■ Source extract
Big data and big lies...

How do we make decisions - political or otherwise - in a democracy?

Current trends point to rational, verifiable 'fact' as uncertain terrain:
Futures Forum: Brexit: and post-fact politics
Futures Forum: Brexit: and Clexit: or the links between Eurosceptics and climate change sceptics

Then there is the 'rise of data' and how this is nudging us in certain directions:
Futures Forum: The 'sharing economy', 'resilience' and 'nudging': Evgeny Morozov on "The rise of data and the death of politics"

Meanwhile, the rise of AI is unstoppable:
Futures Forum: Artificial Intelligence: is it humanity's greatest 'existential risk'?

Here are excerpts from a few pieces of late which explore these issues:

Yuval Noah Harari on big data, Google and the end of free will

August 26, 2016 Yuval Noah Harari

Forget about listening to ourselves. In the age of data, algorithms have the answer, writes the historian Yuval Noah Harari

For thousands of years humans believed that authority came from the gods. Then, during the modern era, humanism gradually shifted authority from deities to people. Jean-Jacques Rousseau summed up this revolution in Emile, his 1762 treatise on education. When looking for the rules of conduct in life, Rousseau found them “in the depths of my heart, traced by nature in characters which nothing can efface... 

Now, a fresh shift is taking place. Just as divine authority was legitimised by religious mythologies, and human authority was legitimised by humanist ideologies, so high-tech gurus and Silicon Valley prophets are creating a new universal narrative that legitimises the authority of algorithms and Big Data. This novel creed may be called “Dataism”. In its extreme form, proponents of the Dataist worldview perceive the entire universe as a flow of data, see organisms as little more than biochemical algorithms and believe that humanity’s cosmic vocation is to create an all-encompassing data-processing system — and then merge into it...

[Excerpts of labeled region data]

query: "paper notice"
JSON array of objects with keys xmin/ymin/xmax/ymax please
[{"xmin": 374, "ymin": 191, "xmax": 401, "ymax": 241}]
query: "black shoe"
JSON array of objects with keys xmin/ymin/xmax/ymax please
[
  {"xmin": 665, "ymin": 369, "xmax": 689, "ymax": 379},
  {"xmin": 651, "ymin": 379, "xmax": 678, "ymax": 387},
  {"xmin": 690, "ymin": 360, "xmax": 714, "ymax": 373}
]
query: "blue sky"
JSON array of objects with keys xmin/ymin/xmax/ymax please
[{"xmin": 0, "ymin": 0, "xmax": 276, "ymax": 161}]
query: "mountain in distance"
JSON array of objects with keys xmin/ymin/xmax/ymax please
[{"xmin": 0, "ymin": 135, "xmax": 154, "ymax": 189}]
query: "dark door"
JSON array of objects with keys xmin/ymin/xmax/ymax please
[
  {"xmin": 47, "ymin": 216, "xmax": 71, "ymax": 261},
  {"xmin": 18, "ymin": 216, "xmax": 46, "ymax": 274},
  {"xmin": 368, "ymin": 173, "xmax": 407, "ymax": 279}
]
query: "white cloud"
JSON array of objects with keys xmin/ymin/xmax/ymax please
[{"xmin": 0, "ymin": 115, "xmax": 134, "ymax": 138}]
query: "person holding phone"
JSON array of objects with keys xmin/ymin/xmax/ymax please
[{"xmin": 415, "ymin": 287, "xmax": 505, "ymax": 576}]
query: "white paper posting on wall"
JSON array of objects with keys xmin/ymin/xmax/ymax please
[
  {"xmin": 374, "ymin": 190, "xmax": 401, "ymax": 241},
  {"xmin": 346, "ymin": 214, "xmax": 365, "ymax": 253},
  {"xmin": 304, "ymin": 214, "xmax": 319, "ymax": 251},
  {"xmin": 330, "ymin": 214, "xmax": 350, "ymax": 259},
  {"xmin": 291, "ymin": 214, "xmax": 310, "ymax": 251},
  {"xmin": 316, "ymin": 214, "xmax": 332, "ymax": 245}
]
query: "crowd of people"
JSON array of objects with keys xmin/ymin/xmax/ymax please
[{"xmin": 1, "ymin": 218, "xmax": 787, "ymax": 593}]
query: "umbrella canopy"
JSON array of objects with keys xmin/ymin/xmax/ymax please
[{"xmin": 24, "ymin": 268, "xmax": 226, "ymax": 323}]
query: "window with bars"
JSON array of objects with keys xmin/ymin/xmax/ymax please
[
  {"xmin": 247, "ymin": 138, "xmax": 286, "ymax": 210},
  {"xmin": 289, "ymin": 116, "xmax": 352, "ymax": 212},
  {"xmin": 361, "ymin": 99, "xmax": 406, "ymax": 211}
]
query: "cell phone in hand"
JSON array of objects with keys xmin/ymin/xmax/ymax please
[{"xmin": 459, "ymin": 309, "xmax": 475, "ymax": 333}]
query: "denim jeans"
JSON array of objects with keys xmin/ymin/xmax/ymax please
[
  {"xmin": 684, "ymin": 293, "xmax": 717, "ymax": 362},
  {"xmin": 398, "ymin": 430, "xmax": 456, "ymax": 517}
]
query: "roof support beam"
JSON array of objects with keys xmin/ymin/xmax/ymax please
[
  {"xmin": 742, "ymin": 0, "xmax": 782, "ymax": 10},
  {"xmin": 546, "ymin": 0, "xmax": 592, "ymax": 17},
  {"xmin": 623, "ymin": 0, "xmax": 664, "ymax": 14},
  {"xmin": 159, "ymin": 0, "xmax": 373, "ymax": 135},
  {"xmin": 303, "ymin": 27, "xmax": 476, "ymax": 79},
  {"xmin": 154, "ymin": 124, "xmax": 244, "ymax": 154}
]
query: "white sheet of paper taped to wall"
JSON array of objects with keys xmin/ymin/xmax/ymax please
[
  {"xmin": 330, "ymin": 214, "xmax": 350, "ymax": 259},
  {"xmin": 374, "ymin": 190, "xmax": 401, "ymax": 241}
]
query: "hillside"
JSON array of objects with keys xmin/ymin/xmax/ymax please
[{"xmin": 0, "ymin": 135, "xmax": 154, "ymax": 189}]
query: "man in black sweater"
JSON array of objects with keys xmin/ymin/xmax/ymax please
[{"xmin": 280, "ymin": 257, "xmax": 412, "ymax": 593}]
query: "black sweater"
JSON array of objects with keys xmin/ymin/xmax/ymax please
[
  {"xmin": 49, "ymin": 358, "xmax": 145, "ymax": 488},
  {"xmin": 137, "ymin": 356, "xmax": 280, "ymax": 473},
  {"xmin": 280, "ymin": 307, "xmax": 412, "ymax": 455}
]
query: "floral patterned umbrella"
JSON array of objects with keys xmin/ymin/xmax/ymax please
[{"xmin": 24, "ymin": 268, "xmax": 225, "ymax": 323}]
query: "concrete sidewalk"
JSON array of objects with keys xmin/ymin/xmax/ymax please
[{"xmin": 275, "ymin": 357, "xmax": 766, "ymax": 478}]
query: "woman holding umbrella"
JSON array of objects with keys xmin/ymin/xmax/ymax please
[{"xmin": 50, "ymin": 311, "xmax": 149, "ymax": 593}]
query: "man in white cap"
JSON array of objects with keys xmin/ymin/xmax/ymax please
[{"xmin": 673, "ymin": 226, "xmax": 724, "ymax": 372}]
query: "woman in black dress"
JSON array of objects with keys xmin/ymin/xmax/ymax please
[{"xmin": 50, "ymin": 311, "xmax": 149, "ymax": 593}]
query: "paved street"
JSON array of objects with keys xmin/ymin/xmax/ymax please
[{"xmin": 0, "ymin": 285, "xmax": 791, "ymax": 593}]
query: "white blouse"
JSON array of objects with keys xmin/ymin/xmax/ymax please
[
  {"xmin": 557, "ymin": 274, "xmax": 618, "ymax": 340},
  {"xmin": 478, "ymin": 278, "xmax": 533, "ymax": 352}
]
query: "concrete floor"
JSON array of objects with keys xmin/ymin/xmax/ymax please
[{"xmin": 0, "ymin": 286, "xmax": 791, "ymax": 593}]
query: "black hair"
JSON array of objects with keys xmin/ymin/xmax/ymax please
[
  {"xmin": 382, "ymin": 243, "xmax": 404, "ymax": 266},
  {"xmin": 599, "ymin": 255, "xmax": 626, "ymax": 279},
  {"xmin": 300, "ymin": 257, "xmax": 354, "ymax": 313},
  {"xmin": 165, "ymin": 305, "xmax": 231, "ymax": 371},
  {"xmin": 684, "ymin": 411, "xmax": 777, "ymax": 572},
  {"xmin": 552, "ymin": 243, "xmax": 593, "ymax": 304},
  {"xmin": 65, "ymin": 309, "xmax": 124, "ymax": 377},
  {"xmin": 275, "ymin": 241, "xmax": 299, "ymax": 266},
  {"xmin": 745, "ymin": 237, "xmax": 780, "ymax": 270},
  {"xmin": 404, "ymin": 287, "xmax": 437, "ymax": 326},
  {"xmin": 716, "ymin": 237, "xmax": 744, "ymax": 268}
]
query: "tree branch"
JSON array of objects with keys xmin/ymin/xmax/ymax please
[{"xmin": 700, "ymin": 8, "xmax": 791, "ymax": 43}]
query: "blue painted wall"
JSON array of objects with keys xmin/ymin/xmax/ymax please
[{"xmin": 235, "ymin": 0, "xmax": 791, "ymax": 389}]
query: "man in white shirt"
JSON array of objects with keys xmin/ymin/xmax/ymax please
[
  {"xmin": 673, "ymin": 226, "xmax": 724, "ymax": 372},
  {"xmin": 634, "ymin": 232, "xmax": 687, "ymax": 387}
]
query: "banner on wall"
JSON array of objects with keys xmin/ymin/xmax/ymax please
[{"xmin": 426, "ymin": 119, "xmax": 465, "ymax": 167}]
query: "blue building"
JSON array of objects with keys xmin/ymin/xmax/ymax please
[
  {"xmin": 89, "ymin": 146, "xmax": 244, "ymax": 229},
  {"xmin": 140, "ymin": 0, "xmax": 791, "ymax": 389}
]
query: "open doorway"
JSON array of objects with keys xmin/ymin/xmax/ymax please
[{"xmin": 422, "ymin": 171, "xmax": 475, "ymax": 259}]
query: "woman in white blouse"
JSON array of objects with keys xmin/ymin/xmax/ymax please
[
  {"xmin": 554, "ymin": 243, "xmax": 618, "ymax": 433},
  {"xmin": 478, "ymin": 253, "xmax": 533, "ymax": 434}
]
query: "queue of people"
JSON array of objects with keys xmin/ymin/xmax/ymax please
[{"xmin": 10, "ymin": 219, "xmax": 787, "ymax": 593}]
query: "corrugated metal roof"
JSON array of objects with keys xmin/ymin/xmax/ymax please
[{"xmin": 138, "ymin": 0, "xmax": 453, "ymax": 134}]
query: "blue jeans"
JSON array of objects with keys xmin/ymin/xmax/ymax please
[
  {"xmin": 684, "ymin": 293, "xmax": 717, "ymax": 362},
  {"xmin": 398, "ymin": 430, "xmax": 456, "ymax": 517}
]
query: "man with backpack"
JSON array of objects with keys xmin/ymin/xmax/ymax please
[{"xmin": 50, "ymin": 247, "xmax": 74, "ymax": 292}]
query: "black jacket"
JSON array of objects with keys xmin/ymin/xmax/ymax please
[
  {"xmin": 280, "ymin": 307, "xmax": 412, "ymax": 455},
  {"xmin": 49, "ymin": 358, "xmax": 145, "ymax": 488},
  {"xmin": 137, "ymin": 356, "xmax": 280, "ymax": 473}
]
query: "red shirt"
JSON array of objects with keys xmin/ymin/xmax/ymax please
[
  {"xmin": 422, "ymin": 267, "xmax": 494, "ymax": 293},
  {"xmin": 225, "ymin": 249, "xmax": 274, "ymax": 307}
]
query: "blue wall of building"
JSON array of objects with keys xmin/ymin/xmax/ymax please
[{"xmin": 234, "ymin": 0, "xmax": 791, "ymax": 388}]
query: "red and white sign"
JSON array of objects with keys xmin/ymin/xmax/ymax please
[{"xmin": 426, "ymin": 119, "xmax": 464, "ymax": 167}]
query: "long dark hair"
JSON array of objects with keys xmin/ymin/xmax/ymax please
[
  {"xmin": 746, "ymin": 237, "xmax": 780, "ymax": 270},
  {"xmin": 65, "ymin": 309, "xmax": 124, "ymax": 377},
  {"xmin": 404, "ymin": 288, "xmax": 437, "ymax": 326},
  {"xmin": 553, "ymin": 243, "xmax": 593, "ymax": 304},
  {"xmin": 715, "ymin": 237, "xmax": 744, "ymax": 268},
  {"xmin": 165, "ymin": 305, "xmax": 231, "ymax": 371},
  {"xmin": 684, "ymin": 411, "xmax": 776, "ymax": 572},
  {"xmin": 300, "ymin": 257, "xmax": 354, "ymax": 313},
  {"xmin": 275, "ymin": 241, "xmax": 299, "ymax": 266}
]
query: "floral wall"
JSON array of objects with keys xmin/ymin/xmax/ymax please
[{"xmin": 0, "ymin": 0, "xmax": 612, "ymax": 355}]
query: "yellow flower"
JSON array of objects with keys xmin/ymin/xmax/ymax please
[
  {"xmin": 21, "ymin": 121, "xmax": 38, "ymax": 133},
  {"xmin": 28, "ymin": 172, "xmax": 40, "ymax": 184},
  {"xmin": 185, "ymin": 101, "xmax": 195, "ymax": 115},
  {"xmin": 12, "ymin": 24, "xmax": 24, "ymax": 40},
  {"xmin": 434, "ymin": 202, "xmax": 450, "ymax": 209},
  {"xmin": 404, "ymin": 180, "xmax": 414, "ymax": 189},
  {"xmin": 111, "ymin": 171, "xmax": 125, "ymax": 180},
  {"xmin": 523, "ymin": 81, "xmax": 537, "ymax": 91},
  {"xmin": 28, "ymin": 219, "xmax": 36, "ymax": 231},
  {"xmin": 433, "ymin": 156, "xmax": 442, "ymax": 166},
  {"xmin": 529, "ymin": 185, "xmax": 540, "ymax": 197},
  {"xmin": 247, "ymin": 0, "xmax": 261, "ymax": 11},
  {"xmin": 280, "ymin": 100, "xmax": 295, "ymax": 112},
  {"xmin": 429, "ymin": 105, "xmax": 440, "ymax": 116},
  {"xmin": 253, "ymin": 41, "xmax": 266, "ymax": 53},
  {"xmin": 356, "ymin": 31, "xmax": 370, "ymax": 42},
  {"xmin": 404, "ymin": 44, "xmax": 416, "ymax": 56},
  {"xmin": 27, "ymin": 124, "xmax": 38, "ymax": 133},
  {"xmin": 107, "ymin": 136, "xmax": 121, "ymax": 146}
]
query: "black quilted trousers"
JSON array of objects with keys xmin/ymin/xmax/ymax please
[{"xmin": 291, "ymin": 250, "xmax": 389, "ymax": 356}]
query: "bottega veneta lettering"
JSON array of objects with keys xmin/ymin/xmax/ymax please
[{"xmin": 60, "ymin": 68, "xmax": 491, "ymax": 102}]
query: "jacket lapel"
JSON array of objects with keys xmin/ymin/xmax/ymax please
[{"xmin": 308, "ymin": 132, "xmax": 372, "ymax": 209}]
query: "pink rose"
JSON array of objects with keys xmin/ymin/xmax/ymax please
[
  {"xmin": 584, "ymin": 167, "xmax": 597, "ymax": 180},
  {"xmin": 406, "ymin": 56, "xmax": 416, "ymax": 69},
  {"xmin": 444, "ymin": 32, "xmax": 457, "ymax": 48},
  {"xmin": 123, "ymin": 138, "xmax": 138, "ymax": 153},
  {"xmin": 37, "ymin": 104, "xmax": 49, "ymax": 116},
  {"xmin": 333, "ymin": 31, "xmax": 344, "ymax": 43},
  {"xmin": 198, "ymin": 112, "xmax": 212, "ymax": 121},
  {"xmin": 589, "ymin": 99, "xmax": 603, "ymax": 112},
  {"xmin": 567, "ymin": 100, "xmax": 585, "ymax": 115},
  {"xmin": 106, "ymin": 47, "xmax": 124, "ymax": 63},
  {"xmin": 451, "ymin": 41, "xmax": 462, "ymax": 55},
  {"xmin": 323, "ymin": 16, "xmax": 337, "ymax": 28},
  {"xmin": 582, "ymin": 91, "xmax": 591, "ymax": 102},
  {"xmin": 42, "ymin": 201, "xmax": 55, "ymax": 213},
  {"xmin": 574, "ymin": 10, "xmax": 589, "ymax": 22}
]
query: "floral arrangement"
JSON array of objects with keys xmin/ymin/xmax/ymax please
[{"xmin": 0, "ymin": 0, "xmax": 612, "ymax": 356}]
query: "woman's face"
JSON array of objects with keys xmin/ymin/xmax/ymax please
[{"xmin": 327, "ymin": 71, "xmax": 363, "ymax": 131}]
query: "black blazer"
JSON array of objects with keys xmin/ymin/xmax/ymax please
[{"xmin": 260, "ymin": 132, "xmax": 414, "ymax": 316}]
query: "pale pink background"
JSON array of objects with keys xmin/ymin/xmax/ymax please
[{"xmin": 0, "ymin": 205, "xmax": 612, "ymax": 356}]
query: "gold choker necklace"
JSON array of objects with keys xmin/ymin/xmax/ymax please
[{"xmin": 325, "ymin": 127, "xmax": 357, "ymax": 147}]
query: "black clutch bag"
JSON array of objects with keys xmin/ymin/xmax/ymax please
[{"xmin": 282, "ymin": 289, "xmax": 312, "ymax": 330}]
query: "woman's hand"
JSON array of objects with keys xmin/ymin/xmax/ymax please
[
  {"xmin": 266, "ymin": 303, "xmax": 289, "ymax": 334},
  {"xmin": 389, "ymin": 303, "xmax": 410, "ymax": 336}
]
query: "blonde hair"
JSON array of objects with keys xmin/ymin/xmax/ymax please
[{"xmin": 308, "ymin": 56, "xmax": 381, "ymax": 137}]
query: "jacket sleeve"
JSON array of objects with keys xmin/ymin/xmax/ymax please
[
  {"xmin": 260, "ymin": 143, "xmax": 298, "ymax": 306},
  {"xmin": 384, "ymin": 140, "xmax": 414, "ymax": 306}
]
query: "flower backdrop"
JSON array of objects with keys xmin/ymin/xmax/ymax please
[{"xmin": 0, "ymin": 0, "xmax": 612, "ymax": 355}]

■ Tasks to complete
a. Update the big data passage between "Meanwhile, the rise" and "nothing can efface...", inclusive, replacing "treatise" with "work".
b. Answer these questions from the big data passage:
(i) In what year did Rousseau's Emile appear?
(ii) What name may the new creed legitimizing algorithms be called?
(iii) On what date was the Yuval Noah Harari piece published?
c. Proceed with the big data and Dataism passage, picking up right after its last sentence.
The records are separate material and have no connection to the text above.

■ Solved problems
a.
Meanwhile, the rise of AI is unstoppable:
Futures Forum: Artificial Intelligence: is it humanity's greatest 'existential risk'?

Here are excerpts from a few pieces of late which explore these issues:

Yuval Noah Harari on big data, Google and the end of free will

August 26, 2016 Yuval Noah Harari

Forget about listening to ourselves. In the age of data, algorithms have the answer, writes the historian Yuval Noah Harari

For thousands of years humans believed that authority came from the gods. Then, during the modern era, humanism gradually shifted authority from deities to people. Jean-Jacques Rousseau summed up this revolution in Emile, his 1762 work on education. When looking for the rules of conduct in life, Rousseau found them “in the depths of my heart, traced by nature in characters which nothing can efface...

b.
(i) 1762
(ii) Dataism
(iii) August 26, 2016

c.
Dataists further believe that given enough biometric data and computing power, this all-encompassing system could understand humans much better than we understand ourselves. Once that happens, humans will lose their authority, and humanist practices such as democratic elections will become as obsolete as rain dances and flint knives.

When Michael Gove announced his shortlived candidacy to become Britain’s prime minister in the wake of June’s Brexit vote, he explained: “In every step in my political life I have asked myself one question, ‘What is the right thing to do? What does your heart tell you?’” That’s why, according to Gove, he had fought so hard for Brexit, and that’s why he felt compelled to backstab his erstwhile ally Boris Johnson and bid for the alpha-dog position himself — because his heart told him to do it.

Gove is not alone in listening to his heart in critical moments. For the past few centuries humanism has seen the human heart as the supreme source of authority not merely in politics but in every other field of activity. From infancy we are bombarded with a barrage of humanist slogans counselling us: “Listen to yourself, be true to yourself, trust yourself, follow your heart, do what feels good.”

...

The Dataist worldview is very attractive to politicians, business people and ordinary consumers because it offers groundbreaking technologies and immense new powers. For all the fear of missing our privacy and our free choice, when consumers have to choose between keeping their privacy and having access to far superior healthcare — most will choose health.



In the history of truth, a new chapter begins.

Ted Cruz’s campaign autobiography is called “A Time for Truth.” “This guy’s a liar,” Donald Trump said at a recent G.O.P. debate, pointing at Cruz. Trump thinks a lot of people are liars, especially politicians (Jeb Bush: “Lying on campaign trail!”) and reporters (“Too bad dopey @megynkelly lies!”). Not for nothing has he been called the Human Lie Detector. And not for nothing has he been called a big, fat Pinocchio with his pants on fire by the fact-checking teams at the Times, the Washington Post, and Politifact, whose careful reports apparently have little influence on the electorate, because, as a writer for Politico admitted, “Nobody but political fanatics pays much mind to them.” “You lied,” Marco Rubio said to Trump during the truth-for-tat February debate. Cruz tried to break in, noting that Rubio had called him a liar, too. Honestly, there was so much loudmouthed soothsaying that it was hard to tell who was saying what. A line from the transcript released by CNN reads:

Unidentified Male: I tell the truth, I tell the truth.


Eat your heart out, Samuel Beckett.

...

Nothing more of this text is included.